TO DO:
Retype, without alteration, each line from the line containing "Where can you find the green herb" to the final line of the records.

§ §

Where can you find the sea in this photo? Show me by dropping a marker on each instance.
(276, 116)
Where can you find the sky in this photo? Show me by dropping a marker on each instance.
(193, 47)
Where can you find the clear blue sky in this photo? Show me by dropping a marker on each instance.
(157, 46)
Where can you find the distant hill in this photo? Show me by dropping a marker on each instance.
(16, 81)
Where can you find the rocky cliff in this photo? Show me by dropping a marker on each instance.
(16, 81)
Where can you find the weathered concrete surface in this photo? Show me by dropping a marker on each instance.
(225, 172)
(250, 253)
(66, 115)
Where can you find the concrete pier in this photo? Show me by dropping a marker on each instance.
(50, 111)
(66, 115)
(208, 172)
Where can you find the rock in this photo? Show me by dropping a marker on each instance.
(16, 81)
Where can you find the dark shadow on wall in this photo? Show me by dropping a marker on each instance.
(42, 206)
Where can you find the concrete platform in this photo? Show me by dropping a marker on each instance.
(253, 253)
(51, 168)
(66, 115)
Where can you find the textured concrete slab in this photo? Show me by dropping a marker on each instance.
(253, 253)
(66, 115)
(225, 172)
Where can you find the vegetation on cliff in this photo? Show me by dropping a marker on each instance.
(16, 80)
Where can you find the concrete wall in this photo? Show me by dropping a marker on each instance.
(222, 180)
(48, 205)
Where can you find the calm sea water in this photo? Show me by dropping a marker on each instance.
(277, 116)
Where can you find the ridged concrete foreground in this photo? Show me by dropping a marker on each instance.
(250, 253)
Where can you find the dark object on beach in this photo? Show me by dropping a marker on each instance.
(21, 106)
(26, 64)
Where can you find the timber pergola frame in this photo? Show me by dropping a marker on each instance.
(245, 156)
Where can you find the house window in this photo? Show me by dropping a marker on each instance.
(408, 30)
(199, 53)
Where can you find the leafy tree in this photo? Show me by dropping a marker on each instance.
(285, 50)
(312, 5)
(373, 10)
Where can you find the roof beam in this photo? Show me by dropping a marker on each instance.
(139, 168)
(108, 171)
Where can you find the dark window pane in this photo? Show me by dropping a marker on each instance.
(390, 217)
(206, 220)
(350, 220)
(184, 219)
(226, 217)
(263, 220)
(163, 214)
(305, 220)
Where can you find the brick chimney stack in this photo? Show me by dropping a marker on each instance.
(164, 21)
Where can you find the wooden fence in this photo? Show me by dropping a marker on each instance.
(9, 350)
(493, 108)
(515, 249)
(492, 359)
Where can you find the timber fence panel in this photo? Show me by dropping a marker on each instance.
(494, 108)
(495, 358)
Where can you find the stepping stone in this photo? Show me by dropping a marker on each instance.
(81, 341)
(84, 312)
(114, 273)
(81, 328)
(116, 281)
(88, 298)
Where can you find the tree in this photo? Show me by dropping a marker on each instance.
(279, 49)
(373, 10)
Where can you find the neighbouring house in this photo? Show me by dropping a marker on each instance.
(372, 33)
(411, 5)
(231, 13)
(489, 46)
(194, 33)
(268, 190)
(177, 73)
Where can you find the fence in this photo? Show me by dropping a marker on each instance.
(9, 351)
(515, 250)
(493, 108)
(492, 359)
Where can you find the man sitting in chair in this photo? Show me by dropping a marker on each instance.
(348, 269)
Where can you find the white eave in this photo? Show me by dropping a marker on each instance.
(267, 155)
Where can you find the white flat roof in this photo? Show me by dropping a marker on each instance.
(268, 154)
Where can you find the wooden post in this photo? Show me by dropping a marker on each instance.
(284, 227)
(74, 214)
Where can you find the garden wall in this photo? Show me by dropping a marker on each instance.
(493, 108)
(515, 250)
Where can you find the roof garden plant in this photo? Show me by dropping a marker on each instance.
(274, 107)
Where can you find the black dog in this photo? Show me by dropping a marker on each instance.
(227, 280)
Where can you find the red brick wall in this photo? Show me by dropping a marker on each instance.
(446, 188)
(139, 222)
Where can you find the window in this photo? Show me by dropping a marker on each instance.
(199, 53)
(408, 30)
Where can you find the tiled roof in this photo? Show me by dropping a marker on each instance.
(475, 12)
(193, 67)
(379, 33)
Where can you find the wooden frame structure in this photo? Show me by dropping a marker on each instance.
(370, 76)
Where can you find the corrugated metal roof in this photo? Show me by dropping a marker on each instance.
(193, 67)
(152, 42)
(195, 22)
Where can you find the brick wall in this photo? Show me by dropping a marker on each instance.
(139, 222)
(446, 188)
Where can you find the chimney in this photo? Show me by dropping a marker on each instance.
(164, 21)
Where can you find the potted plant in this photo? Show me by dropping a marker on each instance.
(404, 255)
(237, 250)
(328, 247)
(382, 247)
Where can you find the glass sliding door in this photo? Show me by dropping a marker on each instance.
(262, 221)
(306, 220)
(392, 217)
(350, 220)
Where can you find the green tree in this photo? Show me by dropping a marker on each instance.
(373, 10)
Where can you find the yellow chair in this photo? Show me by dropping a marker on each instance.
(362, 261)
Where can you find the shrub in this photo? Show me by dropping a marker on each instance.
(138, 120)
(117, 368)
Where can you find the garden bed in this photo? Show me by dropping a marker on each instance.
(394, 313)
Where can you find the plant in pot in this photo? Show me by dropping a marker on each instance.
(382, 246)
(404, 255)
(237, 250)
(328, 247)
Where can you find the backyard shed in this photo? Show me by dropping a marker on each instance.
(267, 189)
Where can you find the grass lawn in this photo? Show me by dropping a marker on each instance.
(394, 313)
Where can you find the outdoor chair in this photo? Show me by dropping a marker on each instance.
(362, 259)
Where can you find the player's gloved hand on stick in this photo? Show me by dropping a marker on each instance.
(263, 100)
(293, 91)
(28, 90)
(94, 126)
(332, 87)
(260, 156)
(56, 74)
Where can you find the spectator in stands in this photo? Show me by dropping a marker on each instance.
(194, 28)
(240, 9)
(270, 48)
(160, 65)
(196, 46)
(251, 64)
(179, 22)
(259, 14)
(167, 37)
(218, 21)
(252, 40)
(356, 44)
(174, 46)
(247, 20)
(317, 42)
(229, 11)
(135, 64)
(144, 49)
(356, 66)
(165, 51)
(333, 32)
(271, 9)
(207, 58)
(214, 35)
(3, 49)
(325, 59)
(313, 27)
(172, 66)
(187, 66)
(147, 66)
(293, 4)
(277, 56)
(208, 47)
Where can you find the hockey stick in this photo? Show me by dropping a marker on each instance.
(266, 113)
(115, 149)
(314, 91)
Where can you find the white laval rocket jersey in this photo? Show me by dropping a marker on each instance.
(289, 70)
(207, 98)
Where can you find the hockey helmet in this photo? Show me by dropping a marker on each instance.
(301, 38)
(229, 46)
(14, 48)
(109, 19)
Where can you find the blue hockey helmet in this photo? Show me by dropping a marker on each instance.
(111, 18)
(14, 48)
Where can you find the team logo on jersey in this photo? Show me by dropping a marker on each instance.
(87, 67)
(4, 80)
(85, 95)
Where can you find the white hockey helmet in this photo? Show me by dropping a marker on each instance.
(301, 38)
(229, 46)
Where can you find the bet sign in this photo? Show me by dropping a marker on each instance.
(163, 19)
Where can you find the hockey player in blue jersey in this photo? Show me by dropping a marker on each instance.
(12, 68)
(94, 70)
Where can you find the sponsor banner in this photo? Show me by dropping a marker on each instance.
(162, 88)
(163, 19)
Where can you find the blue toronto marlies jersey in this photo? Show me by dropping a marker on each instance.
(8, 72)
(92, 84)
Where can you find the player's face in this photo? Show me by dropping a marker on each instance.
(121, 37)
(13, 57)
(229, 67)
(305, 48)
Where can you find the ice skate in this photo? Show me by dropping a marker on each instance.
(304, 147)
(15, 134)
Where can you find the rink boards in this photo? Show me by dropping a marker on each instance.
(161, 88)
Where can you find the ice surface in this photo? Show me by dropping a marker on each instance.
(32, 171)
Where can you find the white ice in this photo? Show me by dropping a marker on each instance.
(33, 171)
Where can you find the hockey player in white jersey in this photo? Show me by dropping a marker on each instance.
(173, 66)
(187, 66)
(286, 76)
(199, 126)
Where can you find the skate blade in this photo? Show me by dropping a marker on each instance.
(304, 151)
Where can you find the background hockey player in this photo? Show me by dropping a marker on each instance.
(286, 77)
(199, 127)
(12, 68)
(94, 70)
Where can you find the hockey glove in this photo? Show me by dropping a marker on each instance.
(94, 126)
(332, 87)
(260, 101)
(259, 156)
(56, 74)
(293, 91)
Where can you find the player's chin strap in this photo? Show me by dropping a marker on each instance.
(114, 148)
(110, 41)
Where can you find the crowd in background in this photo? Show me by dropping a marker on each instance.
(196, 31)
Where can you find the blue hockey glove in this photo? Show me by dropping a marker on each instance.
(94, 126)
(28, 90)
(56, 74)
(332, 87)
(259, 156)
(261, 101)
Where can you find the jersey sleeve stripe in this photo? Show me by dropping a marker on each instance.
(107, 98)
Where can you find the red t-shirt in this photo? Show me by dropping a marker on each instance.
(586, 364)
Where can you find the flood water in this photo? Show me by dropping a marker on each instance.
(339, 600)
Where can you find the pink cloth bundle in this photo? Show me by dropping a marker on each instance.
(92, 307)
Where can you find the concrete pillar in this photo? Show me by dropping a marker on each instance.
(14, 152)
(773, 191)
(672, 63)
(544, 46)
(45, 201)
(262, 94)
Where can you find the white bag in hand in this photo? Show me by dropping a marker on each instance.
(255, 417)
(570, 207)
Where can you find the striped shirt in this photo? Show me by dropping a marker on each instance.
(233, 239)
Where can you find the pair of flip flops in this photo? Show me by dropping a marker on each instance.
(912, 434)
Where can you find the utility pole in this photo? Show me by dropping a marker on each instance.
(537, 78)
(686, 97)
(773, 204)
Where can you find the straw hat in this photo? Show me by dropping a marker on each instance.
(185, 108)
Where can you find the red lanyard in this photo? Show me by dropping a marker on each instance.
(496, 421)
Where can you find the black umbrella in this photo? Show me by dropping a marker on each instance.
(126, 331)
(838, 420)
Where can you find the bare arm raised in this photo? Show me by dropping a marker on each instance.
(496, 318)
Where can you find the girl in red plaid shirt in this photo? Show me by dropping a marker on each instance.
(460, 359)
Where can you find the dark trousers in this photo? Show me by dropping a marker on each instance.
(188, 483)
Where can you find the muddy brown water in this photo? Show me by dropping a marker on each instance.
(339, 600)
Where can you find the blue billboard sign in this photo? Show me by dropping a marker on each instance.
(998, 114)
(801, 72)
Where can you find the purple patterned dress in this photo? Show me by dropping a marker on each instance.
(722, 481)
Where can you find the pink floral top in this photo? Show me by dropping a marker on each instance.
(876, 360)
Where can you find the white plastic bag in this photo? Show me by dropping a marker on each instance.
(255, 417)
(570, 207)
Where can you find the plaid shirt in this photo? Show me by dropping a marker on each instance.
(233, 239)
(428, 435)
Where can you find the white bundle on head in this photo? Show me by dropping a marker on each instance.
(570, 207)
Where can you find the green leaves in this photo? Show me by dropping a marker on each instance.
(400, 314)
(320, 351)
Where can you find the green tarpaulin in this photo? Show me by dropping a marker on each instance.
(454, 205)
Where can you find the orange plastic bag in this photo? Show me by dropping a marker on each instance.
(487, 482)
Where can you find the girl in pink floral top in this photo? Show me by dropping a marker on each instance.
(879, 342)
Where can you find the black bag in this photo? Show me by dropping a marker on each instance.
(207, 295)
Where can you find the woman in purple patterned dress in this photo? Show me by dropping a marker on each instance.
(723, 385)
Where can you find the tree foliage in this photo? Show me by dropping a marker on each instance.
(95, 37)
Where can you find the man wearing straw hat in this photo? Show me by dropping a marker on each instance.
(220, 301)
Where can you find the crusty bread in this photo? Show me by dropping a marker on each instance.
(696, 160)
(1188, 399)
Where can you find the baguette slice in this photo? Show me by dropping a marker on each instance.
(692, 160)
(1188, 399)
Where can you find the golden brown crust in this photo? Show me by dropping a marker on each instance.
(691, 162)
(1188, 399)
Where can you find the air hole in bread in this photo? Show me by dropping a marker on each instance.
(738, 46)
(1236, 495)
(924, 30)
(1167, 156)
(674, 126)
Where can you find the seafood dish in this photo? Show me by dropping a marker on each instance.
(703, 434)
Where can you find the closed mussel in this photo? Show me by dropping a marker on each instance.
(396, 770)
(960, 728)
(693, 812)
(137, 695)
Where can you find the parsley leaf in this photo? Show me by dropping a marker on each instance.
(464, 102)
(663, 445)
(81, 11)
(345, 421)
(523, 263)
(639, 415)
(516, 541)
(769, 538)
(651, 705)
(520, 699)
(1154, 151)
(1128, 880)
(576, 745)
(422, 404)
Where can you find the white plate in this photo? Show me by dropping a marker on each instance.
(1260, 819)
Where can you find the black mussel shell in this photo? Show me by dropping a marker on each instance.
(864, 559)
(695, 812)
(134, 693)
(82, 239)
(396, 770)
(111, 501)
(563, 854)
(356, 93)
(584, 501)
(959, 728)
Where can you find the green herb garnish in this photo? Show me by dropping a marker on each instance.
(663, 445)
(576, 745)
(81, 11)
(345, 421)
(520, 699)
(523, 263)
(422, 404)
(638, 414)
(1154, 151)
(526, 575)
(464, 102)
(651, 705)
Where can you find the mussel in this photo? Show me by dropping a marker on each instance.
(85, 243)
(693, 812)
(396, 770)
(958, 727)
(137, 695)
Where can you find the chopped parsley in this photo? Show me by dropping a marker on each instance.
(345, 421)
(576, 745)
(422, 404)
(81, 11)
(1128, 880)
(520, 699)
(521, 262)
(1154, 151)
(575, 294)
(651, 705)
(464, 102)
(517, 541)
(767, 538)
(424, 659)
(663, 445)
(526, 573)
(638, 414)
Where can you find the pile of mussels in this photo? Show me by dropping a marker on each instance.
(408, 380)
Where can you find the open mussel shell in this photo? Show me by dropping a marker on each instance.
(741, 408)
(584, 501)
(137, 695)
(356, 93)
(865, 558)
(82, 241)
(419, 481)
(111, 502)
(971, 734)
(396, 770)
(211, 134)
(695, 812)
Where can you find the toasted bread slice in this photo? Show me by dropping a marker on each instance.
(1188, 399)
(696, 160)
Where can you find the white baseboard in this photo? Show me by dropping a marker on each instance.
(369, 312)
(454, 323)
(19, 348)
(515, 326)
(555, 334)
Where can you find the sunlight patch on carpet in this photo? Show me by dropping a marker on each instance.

§ §

ANSWER TO THE PROBLEM:
Where can you find the green herb garnish in this photo? Show me by dropping a marker on each instance.
(663, 445)
(576, 745)
(81, 11)
(345, 421)
(520, 699)
(523, 263)
(422, 404)
(638, 414)
(1154, 151)
(526, 575)
(464, 102)
(651, 705)
Where can you find the mussel in this photo? Show me by dropping a marker on each instance.
(85, 243)
(693, 812)
(396, 770)
(958, 727)
(137, 695)
Where can you find the chopped parsley in this photo? Show me by dropping a marker on each instance.
(345, 421)
(576, 745)
(422, 404)
(81, 11)
(1128, 880)
(520, 699)
(521, 262)
(1154, 151)
(575, 294)
(651, 705)
(464, 102)
(517, 541)
(767, 538)
(424, 659)
(663, 445)
(526, 573)
(638, 414)
Where can you find the pile of mussels in this photo? Show me by dropping a marker on each instance.
(408, 380)
Where can you find the open mussel shell in this photo? Show me by dropping a marker on each instance.
(741, 408)
(584, 501)
(137, 695)
(356, 93)
(865, 558)
(82, 241)
(419, 481)
(111, 502)
(971, 734)
(396, 770)
(211, 134)
(695, 812)
Where can you find the toasted bread slice in this photo? Show me by dropping a marker on each instance.
(1188, 399)
(696, 160)
Where can you find the white baseboard in this photo? Show me by dropping a marker on each instance.
(369, 312)
(454, 323)
(19, 348)
(515, 326)
(555, 334)
Where can you find the sunlight patch on carpet in this photo? Show me by dropping a marker on each instance.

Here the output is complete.